WHAT TO WORK ON: Below are some records; output exactly the lines from the line with "positive clicks: (139, 226)" to the line with "negative clicks: (34, 113) (44, 62)", both ends kept, and nothing more.

DATA FOR THIS EXERCISE:
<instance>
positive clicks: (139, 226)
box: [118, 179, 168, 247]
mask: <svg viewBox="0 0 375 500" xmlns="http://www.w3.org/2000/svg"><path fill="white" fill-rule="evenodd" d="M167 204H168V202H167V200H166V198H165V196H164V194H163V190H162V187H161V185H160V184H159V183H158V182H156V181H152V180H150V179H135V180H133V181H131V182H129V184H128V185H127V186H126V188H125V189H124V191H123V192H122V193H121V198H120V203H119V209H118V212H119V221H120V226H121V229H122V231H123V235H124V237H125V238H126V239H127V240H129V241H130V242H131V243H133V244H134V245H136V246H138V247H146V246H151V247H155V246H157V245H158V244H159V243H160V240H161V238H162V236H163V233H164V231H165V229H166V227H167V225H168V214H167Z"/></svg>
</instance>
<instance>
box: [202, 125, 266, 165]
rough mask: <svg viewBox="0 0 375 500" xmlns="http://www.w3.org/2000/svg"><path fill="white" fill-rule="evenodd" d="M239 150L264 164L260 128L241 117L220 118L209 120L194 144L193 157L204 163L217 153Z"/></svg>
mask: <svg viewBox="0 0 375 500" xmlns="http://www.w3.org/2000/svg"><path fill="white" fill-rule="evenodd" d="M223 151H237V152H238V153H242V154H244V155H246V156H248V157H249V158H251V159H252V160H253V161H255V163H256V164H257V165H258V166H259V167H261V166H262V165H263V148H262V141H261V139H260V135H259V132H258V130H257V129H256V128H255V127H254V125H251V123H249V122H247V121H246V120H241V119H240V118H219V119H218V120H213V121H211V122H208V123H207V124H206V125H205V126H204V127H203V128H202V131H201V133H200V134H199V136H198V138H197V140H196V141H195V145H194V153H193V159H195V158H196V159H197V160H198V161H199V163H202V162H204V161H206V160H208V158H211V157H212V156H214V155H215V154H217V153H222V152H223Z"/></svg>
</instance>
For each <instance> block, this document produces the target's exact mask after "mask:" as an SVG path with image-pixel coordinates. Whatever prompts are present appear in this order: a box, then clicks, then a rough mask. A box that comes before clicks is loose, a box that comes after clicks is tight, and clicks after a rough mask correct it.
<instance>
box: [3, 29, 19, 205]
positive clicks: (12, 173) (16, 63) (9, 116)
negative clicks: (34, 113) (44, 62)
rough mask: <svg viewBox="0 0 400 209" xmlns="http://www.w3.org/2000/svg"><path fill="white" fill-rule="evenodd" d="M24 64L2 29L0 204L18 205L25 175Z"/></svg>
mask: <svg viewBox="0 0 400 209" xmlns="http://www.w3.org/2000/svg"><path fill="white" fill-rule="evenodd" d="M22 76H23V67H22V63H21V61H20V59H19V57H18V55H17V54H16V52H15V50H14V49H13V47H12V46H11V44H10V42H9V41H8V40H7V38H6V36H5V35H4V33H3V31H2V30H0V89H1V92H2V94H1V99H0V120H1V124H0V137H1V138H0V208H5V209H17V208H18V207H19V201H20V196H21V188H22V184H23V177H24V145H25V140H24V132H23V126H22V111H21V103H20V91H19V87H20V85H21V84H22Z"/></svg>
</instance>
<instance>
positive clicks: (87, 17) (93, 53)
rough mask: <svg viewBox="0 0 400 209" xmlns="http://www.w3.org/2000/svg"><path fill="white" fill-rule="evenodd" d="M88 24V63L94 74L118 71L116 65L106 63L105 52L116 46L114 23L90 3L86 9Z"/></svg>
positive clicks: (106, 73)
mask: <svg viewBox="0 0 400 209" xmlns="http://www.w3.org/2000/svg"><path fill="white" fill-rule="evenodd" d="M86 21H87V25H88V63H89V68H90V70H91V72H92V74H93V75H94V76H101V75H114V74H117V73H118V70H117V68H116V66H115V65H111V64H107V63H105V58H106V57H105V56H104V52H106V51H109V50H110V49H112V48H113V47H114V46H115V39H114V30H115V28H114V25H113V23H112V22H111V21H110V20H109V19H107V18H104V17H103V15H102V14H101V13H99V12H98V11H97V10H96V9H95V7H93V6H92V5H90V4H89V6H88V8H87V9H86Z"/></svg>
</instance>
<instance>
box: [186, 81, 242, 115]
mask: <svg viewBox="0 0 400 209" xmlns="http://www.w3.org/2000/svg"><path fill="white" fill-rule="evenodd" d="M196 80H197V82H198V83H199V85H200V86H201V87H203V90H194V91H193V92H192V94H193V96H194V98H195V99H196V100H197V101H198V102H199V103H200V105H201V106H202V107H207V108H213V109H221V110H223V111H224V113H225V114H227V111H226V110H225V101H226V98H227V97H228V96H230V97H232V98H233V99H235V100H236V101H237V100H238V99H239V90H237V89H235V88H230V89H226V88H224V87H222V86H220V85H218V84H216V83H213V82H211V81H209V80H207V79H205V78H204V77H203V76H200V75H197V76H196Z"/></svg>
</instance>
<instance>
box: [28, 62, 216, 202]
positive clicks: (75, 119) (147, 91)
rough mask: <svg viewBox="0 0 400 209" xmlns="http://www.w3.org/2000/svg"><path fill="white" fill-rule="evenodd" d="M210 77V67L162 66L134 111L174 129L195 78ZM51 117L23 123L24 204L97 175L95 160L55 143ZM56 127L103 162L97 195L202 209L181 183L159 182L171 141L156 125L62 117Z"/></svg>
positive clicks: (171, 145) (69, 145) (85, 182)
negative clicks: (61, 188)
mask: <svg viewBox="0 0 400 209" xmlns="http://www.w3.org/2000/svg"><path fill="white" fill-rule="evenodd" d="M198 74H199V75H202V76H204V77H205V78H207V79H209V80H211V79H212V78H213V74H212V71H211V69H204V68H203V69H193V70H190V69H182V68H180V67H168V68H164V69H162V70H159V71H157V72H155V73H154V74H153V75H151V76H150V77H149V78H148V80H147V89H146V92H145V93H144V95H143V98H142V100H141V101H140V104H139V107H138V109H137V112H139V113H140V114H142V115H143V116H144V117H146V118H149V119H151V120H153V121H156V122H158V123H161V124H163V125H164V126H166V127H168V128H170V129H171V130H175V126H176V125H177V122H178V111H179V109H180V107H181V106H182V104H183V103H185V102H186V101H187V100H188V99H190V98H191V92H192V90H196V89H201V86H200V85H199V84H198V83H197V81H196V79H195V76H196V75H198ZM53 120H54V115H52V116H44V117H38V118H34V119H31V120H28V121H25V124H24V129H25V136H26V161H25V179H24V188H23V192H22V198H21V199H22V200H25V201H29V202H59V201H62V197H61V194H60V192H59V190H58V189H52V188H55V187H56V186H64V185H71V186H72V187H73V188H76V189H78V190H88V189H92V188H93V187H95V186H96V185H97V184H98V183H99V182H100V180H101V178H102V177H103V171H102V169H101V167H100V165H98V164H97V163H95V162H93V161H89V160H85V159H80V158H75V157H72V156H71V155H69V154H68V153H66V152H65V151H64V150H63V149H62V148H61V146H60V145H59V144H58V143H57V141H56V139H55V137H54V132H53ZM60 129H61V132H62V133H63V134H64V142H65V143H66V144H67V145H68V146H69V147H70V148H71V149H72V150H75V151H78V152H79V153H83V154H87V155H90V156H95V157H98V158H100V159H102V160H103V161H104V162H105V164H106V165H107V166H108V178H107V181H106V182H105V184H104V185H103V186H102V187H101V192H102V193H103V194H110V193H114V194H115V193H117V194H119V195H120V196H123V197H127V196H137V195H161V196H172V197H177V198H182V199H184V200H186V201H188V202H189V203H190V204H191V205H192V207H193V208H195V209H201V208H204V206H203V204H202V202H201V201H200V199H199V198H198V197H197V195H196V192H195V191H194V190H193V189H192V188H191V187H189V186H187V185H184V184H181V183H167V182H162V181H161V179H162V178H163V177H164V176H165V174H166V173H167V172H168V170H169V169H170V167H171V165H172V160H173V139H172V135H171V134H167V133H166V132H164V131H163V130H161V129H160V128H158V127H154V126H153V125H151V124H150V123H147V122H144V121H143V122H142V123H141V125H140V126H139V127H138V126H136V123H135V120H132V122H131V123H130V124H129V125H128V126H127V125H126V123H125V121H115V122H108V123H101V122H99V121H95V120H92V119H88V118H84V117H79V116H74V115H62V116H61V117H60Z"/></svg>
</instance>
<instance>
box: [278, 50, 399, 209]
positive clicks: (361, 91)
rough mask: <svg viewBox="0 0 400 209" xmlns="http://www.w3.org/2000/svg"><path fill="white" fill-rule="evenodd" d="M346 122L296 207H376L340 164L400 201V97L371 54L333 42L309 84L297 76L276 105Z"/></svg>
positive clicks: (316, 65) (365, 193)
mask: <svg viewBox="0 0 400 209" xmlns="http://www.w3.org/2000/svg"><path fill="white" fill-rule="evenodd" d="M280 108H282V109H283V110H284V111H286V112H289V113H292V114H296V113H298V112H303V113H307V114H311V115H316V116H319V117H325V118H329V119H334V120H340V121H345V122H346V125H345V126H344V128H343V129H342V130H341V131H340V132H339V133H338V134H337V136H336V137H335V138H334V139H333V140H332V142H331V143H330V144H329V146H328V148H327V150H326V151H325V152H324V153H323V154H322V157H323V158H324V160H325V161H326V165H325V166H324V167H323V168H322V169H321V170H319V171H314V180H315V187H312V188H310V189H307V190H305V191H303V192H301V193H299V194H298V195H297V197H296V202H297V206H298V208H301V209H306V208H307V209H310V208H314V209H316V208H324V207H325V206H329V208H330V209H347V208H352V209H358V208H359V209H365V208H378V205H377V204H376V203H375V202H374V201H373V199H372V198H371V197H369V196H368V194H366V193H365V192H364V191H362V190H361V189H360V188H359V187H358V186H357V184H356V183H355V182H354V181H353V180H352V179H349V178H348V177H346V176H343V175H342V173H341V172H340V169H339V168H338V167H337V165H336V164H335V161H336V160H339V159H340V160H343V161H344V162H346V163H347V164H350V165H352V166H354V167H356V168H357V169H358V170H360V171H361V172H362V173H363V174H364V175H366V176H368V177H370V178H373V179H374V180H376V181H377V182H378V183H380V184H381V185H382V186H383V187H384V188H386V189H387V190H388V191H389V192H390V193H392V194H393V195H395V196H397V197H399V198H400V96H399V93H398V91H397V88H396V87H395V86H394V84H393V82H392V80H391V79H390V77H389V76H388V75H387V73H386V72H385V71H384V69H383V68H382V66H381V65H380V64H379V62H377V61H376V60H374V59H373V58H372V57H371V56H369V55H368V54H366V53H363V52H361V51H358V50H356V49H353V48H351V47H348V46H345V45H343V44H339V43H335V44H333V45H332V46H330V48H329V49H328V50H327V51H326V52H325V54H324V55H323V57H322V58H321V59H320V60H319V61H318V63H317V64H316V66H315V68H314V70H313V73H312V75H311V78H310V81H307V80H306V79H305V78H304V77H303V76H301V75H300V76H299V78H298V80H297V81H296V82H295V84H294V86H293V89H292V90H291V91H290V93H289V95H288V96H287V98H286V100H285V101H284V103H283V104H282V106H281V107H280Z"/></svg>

TASK ANSWER:
positive clicks: (139, 226)
box: [118, 179, 168, 247]
mask: <svg viewBox="0 0 375 500" xmlns="http://www.w3.org/2000/svg"><path fill="white" fill-rule="evenodd" d="M167 204H168V202H167V200H166V198H165V196H164V194H163V190H162V187H161V185H160V184H159V183H158V182H156V181H152V180H150V179H135V180H133V181H131V182H129V184H128V185H127V186H126V188H125V189H124V191H123V192H122V193H121V198H120V203H119V209H118V212H119V221H120V226H121V229H122V231H123V235H124V237H125V238H126V239H127V240H129V241H130V242H131V243H133V244H134V245H136V246H138V247H146V246H151V247H155V246H157V245H158V244H159V243H160V240H161V238H162V236H163V233H164V231H165V229H166V227H167V225H168V214H167Z"/></svg>
</instance>
<instance>
box: [202, 125, 266, 165]
rough mask: <svg viewBox="0 0 375 500" xmlns="http://www.w3.org/2000/svg"><path fill="white" fill-rule="evenodd" d="M239 150L264 164L260 128L241 117L220 118L209 120L194 144L193 157L204 163L217 153Z"/></svg>
mask: <svg viewBox="0 0 375 500" xmlns="http://www.w3.org/2000/svg"><path fill="white" fill-rule="evenodd" d="M223 151H237V152H238V153H242V154H244V155H246V156H248V157H249V158H251V159H252V160H253V161H255V163H256V164H257V165H258V166H259V167H261V166H262V165H263V148H262V141H261V139H260V135H259V132H258V130H257V129H256V128H255V127H254V125H251V123H249V122H247V121H246V120H241V119H240V118H219V119H218V120H213V121H211V122H208V123H207V124H206V125H205V126H204V127H203V128H202V131H201V133H200V134H199V136H198V138H197V140H196V141H195V145H194V153H193V159H195V158H196V159H197V160H198V161H199V163H202V162H204V161H206V160H208V158H211V157H212V156H214V155H215V154H217V153H222V152H223Z"/></svg>
</instance>
For each <instance> block, this document produces the target's exact mask after "mask:" as an SVG path with image-pixel coordinates. Whatever prompts are present appear in this order: a box, then clicks, then a rough mask. A box that comes before clicks is loose, a box that comes after clicks is tight, and clicks after a rough mask correct it.
<instance>
box: [3, 29, 19, 205]
positive clicks: (12, 173) (16, 63) (9, 116)
negative clicks: (34, 113) (44, 62)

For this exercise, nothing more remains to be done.